WRITTEN TASK 1:
Answer these questions from the passage on Louis Riel.
(a) In the priests' account, how did Louis react when told he was making enemies of them?
(b) What promise did he have to make before forgiveness was given?
(c) What did Father Fourmond and Father André argue at Riel's trial?
WRITTEN TASK 2: Resume the passage on Louis Riel after its final sentence, keeping its voice.
[START SOURCE TEXT]
What’s been fiercely debated about this whole scenario— and many others in which Louis is the focus—is that so many of the key moments were reported long after they are supposed to have happened, and by people who had plenty of reason to twist them to their liking. The story the priests tell is that when Louis was told he was making enemies of them, he fell to his knees, crying and begging for forgiveness. It was given to him only when he promised never to lead an uprising again. In hindsight, once the uprising actually did occur and everyone around Batoche, holy men included, was on the possible hook, of course it served the priests’ best interests to cover their own cassocks. But this might be too simple.

Louis Riel can in no way be understood if his deep faith isn’t taken into account. He never utters a negative word against the priests or the church in his diaries. Of course the priests who wrote about this event had grounds to distance themselves as far as possible from Louis when agitation quickly exploded into killing. But this is not the only reason they would paint Riel as an unstable man, a man who’s insane. To do so could save not just his soul but also his life during the trial that would decide his fate. When men like Father Fourmond and Father André came to the stand during Riel’s trial, his life hung in the balance, and they indeed argued that Riel was insane.
[END SOURCE TEXT]
[START RAW DATA]
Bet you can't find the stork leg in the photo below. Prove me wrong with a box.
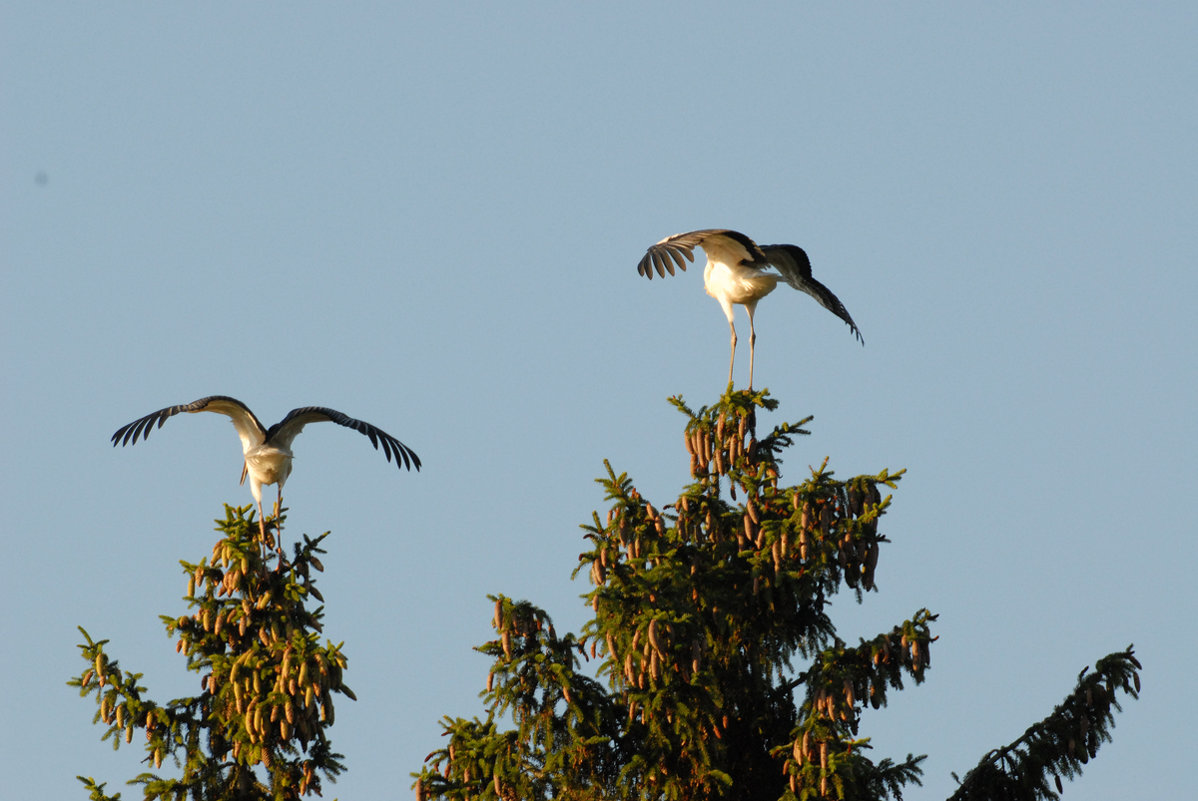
[END RAW DATA]
EXERCISE ANSWER 1:
(a) He fell to his knees, crying and begging for forgiveness.
(b) He had to promise never to lead an uprising again.
(c) They argued that Riel was insane.

EXERCISE ANSWER 2:
Regardless, when the new year of 1885, the last year of his life, arrives, Louis’s ties with the priests, the men who have so shaped and anchored his world, have been severed. And this surely affects everything in his world.

But with the hard times come good times, too. A huge party is thrown in Louis’s honour on the first of January, with as many as two hundred members of the Métis community coming together at the home of Baptiste Boyer to celebrate and to show their love and respect for Louis. He has come to make a stand for them, and this party is given in the hope that the rest of the year will be just as bountiful. This will be the year when the government finally pays attention and gives due where due is deserved.

No one at this point can fathom how quickly things will slide into anarchy.

Four weeks later to the day, Dewdney, the lieutenant governor and head of the territorial government of the North-West, receives a telegram from the Halfbreed Land Claims Commission, a commission set up just recently by the federal government. It’s a curt response to the Métis petition so painstakingly crafted and debated months before. Dewdney is so taken aback by the commission’s telegram that he is shocked into understanding that sharing it with the Métis of the North-West might very well cause open rebellion. Despite the millions upon millions of acres that make up the North-West, this three-man commission sitting in Ottawa has decided that only two hundred of the approximately thirteen hundred Métis who have legitimate claim will receive any entitlement. Anyone who’d received scrip in Manitoba in the past is no longer eligible, regardless of any past impropriety on the part of the government or questionable speculators, and regardless of the fact that the Métis of Manitoba were not given choice parcels of land, land that they themselves had broken with their backs. Virtually nothing that the Métis ask for is broached, including representation in local government, the delineation of all-important river lots, or acknowledgment of Métis rights as a distinct people.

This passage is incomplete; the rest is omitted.